■ Data records
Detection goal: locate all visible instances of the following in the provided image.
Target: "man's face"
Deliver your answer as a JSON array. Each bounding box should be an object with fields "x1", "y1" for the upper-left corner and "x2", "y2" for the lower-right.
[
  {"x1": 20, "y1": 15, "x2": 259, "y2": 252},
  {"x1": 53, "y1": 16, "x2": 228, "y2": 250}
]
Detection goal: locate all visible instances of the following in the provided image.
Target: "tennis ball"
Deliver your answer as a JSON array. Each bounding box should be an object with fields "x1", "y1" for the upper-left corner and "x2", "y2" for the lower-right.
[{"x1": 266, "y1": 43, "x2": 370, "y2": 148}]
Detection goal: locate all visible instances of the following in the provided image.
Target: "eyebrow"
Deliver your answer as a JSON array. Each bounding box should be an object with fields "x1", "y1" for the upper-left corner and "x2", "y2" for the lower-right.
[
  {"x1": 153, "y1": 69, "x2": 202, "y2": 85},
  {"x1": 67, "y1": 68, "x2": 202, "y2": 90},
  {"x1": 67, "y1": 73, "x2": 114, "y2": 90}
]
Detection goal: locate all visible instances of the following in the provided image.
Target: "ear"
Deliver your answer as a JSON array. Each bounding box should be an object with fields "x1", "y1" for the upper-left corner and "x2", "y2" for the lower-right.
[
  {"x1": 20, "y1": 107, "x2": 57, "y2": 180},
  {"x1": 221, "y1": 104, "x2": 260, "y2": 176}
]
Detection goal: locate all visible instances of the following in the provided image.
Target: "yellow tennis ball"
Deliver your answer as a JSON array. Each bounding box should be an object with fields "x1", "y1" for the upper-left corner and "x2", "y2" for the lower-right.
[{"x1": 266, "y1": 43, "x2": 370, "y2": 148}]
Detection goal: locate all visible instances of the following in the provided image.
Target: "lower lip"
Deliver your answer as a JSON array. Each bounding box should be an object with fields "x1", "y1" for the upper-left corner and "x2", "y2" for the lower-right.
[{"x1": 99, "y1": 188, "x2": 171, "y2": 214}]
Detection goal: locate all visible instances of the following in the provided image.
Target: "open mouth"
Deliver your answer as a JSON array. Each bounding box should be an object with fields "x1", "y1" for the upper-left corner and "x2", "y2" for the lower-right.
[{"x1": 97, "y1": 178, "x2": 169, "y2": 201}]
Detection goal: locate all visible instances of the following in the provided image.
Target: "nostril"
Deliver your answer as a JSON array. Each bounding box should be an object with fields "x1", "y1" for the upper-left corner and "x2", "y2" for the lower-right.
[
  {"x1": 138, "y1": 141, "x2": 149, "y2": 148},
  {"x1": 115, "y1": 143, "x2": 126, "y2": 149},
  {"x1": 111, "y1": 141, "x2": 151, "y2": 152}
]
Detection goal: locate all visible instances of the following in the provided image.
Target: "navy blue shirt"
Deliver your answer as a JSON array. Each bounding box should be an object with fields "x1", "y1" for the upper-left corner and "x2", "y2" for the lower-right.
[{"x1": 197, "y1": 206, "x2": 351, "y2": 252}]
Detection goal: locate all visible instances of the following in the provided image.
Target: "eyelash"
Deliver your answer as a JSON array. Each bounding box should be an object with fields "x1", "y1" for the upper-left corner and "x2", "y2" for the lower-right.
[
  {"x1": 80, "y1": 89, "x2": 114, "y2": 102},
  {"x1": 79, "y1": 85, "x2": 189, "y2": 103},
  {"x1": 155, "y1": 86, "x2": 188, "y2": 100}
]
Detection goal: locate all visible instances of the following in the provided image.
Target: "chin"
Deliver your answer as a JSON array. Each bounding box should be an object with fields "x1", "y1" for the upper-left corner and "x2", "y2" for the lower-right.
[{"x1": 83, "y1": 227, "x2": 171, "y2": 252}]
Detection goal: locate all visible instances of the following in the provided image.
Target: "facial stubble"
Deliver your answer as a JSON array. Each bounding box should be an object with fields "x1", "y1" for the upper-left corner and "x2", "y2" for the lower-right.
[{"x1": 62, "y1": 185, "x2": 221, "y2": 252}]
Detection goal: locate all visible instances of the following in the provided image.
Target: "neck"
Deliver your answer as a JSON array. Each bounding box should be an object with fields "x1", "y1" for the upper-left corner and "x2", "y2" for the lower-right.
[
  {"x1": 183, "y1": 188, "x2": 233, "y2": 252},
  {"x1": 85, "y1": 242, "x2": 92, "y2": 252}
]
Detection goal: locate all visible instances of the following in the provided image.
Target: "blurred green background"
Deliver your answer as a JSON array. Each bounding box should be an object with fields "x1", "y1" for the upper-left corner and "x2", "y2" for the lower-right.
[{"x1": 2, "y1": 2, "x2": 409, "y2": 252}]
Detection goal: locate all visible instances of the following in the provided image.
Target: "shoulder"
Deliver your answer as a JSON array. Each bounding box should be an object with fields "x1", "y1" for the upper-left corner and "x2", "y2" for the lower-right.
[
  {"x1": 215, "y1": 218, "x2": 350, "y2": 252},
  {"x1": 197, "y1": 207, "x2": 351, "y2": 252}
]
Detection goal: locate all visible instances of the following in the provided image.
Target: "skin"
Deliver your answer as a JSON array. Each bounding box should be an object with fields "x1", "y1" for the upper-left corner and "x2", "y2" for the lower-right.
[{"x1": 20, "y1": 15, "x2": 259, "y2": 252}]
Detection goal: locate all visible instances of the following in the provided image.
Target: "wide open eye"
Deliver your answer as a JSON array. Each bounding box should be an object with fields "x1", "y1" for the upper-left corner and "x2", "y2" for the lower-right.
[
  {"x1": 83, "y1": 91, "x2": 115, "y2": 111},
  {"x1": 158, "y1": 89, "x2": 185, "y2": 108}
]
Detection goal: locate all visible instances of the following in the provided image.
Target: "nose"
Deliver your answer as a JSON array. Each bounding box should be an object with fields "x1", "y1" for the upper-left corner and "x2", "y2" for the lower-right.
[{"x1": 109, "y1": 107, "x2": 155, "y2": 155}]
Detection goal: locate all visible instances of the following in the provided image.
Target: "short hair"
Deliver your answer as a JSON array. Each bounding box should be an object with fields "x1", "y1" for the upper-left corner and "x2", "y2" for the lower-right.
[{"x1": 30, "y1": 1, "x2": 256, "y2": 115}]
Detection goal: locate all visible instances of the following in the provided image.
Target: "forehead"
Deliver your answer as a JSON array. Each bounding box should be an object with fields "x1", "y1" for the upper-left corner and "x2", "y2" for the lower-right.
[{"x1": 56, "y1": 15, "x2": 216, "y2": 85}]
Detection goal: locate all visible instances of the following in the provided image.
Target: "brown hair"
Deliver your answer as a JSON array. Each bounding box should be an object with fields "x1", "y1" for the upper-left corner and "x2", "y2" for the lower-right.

■ Task goal
Which lines above include "tennis"? Show each of them by copying it.

■ Exercise answer
Target: "tennis ball"
Target: "yellow tennis ball"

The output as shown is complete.